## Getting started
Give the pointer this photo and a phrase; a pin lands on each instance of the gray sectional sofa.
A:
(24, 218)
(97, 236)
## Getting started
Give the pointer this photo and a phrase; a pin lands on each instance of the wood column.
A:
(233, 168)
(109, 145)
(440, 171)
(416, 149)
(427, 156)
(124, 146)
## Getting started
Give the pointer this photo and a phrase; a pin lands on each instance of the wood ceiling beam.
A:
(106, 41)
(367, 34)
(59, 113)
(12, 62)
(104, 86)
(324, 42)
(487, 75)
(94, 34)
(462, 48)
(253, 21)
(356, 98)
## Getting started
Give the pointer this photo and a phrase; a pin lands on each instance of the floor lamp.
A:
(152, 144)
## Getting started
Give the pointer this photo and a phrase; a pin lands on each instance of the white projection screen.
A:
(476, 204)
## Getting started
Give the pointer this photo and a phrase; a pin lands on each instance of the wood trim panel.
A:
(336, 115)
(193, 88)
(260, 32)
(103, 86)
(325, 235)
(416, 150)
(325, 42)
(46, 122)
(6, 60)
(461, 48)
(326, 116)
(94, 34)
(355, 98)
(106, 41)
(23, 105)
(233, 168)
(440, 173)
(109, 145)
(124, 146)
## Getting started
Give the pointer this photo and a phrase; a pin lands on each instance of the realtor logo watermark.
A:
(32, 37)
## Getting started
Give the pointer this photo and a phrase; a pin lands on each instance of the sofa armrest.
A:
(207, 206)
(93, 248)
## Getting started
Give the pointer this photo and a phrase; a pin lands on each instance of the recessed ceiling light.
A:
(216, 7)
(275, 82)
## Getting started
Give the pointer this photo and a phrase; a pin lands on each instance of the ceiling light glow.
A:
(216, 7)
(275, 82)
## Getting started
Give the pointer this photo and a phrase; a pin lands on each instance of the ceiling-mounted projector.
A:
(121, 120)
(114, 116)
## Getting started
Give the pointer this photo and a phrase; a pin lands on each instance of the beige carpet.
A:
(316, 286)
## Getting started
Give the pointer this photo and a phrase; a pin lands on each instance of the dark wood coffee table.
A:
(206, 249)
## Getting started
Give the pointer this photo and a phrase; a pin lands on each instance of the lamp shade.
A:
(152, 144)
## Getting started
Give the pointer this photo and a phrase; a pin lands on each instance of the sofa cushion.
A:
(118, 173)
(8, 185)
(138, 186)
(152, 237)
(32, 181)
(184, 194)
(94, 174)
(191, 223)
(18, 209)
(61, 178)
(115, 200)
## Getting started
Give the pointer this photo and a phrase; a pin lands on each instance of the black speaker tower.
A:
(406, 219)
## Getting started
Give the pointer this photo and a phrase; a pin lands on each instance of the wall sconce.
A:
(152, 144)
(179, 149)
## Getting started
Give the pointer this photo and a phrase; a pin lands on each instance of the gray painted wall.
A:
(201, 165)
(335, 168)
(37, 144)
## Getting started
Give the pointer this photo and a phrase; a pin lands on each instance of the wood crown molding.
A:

## Task to carry out:
From the entries above, list each line with "sofa" in it.

## Written answer:
Give the pointer this photo and a phrase; a pin lands on each instance of the gray sectional sofa.
Give the pointer this photo and a phrase; a pin lands on each instance of the sofa armrest.
Give the pointer this photo and a phrase; a pin lands on each instance of the sofa cushion.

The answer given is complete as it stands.